• _What to work on_:
[1] From the Internet Explorer ActiveX text, copy every sentence that contains the word "control" or "controls".
[2] Extend the Internet Explorer ActiveX text past its last sentence, keeping to the same subject and style.

• _Text segment_:
If you are unsure about allowing the control to run on your computer, click the Information Bar and click What's the risk? for more information about ActiveX controls. 
You must be an Administrator in order to change the ActiveX controls settings in Internet Explorer.

*Internet Explorer has blocked this site from using an ActiveX control in an unsafe manner. As a result this page may not display correctly.*
When a Web site attempts to access an ActiveX control on your computer without your knowledge, you will see this message in the Information Bar. The Web page is made available but without the control running. This allows you to verify if the page will still function properly without the control. 
It is not recommended that you try to allow the control to run, as it could cause problems on your computer.

• _Data lines_:
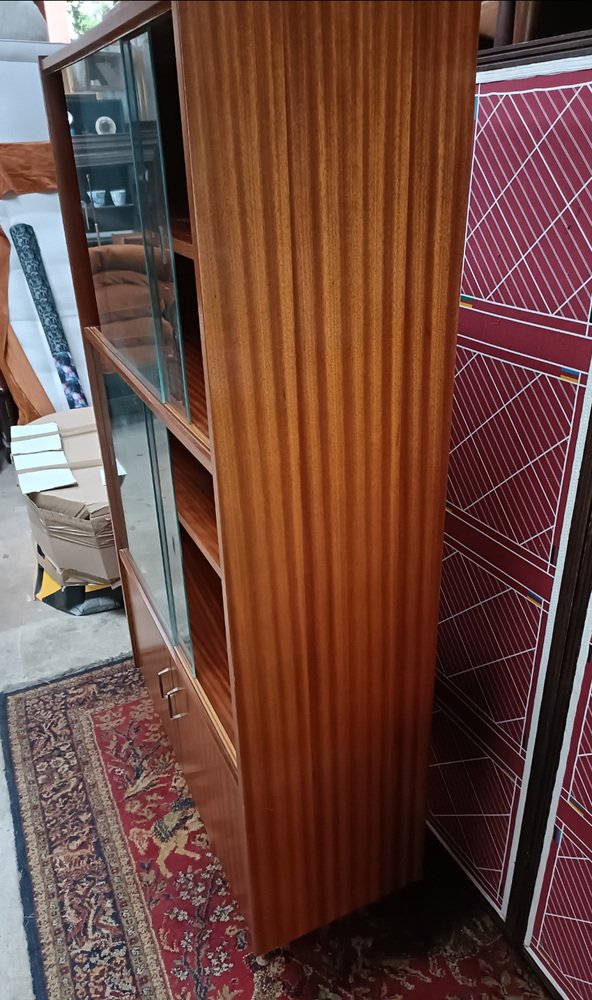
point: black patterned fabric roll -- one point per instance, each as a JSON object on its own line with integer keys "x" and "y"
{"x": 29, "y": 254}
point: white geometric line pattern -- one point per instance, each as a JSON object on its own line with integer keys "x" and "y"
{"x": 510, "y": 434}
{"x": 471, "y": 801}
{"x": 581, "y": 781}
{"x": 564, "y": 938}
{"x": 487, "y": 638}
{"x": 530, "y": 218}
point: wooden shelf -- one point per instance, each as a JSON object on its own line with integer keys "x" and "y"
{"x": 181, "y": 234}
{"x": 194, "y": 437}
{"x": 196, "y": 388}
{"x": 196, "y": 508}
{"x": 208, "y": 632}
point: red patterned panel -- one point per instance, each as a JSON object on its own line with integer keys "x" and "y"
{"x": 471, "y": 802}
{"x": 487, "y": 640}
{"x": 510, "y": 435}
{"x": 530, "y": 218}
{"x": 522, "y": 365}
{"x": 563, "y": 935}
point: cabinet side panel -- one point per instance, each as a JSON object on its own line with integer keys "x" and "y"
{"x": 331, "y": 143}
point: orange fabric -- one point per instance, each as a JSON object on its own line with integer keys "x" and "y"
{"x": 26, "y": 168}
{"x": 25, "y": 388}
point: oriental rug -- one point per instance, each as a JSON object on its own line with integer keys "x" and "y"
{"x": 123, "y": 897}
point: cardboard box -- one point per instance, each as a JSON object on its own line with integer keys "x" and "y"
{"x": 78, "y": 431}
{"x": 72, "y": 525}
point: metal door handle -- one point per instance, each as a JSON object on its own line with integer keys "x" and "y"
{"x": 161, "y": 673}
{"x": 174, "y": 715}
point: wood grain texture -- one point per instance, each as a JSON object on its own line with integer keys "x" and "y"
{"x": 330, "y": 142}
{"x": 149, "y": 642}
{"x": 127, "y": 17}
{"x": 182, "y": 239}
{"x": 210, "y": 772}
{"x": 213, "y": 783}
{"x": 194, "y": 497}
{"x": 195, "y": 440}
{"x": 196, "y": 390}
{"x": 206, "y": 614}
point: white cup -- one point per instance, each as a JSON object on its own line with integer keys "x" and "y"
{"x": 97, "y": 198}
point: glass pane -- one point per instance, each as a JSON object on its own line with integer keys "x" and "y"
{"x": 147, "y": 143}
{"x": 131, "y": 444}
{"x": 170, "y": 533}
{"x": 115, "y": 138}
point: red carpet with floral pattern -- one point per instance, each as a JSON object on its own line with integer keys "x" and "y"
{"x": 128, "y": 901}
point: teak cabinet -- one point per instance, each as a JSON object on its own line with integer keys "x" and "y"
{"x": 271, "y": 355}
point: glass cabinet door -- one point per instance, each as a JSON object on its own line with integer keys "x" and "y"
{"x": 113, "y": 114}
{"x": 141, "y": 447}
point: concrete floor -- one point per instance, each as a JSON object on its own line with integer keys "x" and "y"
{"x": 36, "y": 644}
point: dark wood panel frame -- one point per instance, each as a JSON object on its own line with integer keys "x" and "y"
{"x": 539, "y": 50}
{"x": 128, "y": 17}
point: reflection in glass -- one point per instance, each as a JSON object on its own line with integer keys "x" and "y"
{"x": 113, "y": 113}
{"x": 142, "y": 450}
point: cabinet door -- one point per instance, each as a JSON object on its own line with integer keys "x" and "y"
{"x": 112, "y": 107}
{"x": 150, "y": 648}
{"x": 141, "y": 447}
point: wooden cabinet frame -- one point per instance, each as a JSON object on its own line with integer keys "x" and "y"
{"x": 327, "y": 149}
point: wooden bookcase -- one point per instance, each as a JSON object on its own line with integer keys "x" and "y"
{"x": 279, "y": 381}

• _Solved tasks_:
[1]
1. If you are unsure about allowing the control to run on your computer, click the Information Bar and click What's the risk? for more information about ActiveX controls.
2. You must be an Administrator in order to change the ActiveX controls settings in Internet Explorer.
3. Internet Explorer has blocked this site from using an ActiveX control in an unsafe manner.
4. When a Web site attempts to access an ActiveX control on your computer without your knowledge, you will see this message in the Information Bar.
5. The Web page is made available but without the control running.
6. This allows you to verify if the page will still function properly without the control.
7. It is not recommended that you try to allow the control to run, as it could cause problems on your computer.

[2]
*To help protect your security, Internet Explorer has restricted this file from showing active content that could access your computer. Click here for options...*
When a Web page attempts to run a script or ActiveX control on your computer this message is shown. The Web page is made available but without the script or control running. This allows you to verify if the page will still function properly without the script or control. 
ActiveX controls can be hazardous to your computer and it is recommended to verify that the publisher of the control is one you can trust before allowing it to be installed on your computer.
If you are unsure about allowing the control to run on your computer click the Information Bar and click What's the risk? for more information about ActiveX controls. 
If you feel you need the blocked script or control, make certain that you trust the publisher before allowing it to access your computer.

*This content might not be displayed properly. The file was restricted because the content doesn't match its security information. Click here for options... *
By blocking the file and loading the Web page, Internet Explorer allows you to verify that the file is needed in order for the Web page to function properly. Verify that the file the Web site is trying to install on your computer is safe before allowing it to continue.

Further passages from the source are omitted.